■ Stated task ■
Return each line of the items below that contains the string "short".

BEGIN Given entries

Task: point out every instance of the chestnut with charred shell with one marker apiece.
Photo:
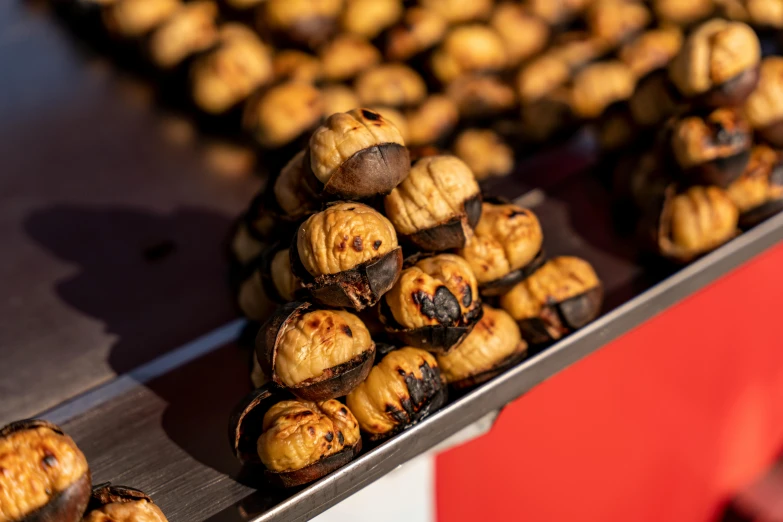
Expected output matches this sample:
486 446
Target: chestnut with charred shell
434 305
45 476
121 504
402 389
335 345
764 106
718 64
506 247
357 154
694 222
436 204
563 295
758 192
494 345
294 441
347 255
712 149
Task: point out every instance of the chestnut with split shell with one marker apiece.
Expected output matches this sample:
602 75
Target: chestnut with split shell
434 305
121 504
316 354
357 154
506 247
560 297
436 204
347 255
402 389
294 441
45 476
494 346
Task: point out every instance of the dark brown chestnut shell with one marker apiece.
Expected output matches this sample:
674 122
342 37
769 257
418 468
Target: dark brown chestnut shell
69 504
732 92
474 380
357 288
507 282
246 426
559 319
450 234
370 172
335 382
436 338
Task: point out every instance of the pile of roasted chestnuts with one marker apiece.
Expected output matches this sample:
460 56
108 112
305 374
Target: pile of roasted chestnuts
45 477
378 282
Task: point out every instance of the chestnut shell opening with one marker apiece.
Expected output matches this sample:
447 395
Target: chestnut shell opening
334 382
358 287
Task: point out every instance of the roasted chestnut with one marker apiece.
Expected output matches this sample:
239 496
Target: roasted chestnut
191 29
493 346
758 192
523 34
434 304
402 389
718 64
227 75
481 96
307 23
764 106
392 85
291 64
712 149
485 152
419 30
506 247
617 21
459 11
431 121
295 441
121 504
598 86
45 476
683 13
369 17
347 255
281 114
469 49
346 56
695 222
315 354
358 154
134 18
563 295
436 204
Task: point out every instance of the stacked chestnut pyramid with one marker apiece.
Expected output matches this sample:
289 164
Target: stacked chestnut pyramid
346 314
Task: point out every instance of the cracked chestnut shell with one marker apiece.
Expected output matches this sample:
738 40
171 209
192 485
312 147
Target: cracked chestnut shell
712 149
121 504
402 389
316 354
347 255
358 154
294 441
302 23
563 295
758 192
764 106
494 345
695 222
45 477
718 64
434 304
506 247
436 204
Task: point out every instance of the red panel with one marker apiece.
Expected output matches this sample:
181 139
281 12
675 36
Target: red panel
662 424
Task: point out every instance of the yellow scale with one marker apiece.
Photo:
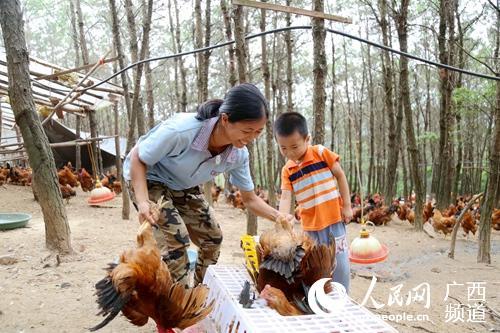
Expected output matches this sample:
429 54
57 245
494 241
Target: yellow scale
248 245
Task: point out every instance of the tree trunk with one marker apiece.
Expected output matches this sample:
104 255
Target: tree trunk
83 42
148 76
371 105
332 100
445 164
206 54
269 128
198 44
241 57
492 196
121 58
401 20
91 115
176 59
182 69
74 33
319 70
289 64
389 185
239 36
137 114
57 231
93 134
230 48
74 37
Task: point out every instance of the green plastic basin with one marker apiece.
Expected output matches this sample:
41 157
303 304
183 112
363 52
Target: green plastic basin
13 220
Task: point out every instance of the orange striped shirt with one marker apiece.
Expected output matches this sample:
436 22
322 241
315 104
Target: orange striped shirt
315 187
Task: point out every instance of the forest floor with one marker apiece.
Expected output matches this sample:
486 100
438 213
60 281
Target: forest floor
39 295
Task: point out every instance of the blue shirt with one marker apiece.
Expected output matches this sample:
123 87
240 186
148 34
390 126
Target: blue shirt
176 154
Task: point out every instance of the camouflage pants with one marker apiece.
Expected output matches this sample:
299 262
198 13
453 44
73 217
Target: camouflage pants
187 216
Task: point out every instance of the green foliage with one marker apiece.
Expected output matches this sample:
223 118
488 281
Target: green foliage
469 102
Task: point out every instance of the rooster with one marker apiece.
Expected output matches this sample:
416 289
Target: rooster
427 211
86 180
215 191
381 215
468 224
405 212
67 192
141 287
66 177
443 224
290 262
495 219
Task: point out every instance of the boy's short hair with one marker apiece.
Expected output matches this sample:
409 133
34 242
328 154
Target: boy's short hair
289 122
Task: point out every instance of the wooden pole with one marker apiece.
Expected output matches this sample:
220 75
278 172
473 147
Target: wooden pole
85 67
451 253
292 10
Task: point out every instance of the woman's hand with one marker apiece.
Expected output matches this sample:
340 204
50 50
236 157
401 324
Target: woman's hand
144 211
346 213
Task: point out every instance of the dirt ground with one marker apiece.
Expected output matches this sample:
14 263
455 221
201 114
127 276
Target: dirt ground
37 295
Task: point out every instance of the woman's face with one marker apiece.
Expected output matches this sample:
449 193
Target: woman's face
241 133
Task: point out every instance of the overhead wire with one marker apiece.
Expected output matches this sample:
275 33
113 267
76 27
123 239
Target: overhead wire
301 27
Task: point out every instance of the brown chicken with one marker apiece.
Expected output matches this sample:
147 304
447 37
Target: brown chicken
67 192
20 176
406 213
117 186
290 262
443 224
238 201
495 219
215 191
468 224
382 215
450 211
67 177
4 176
141 287
86 180
427 211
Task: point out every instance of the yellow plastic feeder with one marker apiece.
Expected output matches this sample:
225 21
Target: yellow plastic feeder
100 194
366 249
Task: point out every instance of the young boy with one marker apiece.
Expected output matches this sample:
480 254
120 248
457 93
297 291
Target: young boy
314 175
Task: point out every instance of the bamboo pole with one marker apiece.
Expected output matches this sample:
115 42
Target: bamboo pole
292 10
62 102
72 70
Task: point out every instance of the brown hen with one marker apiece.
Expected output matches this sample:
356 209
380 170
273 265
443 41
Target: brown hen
141 287
290 262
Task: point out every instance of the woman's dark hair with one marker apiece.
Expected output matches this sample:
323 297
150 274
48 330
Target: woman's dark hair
242 102
290 122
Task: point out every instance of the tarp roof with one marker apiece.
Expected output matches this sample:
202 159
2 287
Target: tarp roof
45 90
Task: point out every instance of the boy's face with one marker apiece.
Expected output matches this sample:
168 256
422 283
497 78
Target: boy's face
294 146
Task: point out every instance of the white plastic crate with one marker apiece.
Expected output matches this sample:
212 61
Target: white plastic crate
226 282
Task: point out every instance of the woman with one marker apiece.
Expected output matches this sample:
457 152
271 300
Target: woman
187 150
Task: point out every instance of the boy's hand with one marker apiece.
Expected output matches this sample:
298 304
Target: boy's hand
288 217
145 213
346 212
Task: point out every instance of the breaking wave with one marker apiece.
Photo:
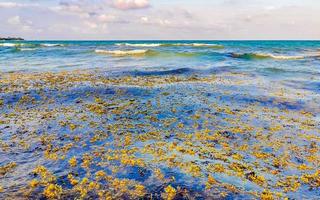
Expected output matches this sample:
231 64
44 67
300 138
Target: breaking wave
139 45
51 45
136 52
261 56
11 44
170 45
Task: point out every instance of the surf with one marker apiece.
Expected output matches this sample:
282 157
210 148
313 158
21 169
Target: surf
136 52
262 56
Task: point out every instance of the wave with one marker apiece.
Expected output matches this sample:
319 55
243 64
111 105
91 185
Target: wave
170 44
135 52
139 45
261 56
11 44
27 49
150 53
52 45
196 45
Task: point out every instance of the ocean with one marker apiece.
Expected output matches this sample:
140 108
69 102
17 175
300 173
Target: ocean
160 119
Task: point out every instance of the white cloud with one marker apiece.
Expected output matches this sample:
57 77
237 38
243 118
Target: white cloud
14 20
23 25
130 4
9 5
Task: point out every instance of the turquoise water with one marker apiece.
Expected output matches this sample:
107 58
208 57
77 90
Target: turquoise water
245 113
291 57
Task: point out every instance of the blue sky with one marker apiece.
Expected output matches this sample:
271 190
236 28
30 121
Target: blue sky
161 19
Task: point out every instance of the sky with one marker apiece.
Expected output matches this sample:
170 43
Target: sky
160 19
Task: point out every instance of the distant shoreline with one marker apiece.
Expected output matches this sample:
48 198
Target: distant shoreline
11 38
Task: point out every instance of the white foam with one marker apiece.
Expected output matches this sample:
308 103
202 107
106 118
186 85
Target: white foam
51 45
122 53
139 45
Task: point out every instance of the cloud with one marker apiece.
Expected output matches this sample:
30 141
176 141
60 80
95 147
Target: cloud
130 4
9 5
23 25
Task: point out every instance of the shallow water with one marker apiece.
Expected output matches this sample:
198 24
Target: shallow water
160 119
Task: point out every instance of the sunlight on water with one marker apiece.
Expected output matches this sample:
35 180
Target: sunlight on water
173 120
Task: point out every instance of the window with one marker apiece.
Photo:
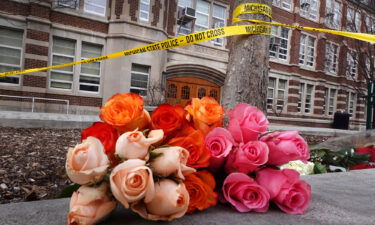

END Given entries

■ Result of the exercise ■
Task: point out every instance of the boy's short hair with one marker apiece.
Target: boy's short hair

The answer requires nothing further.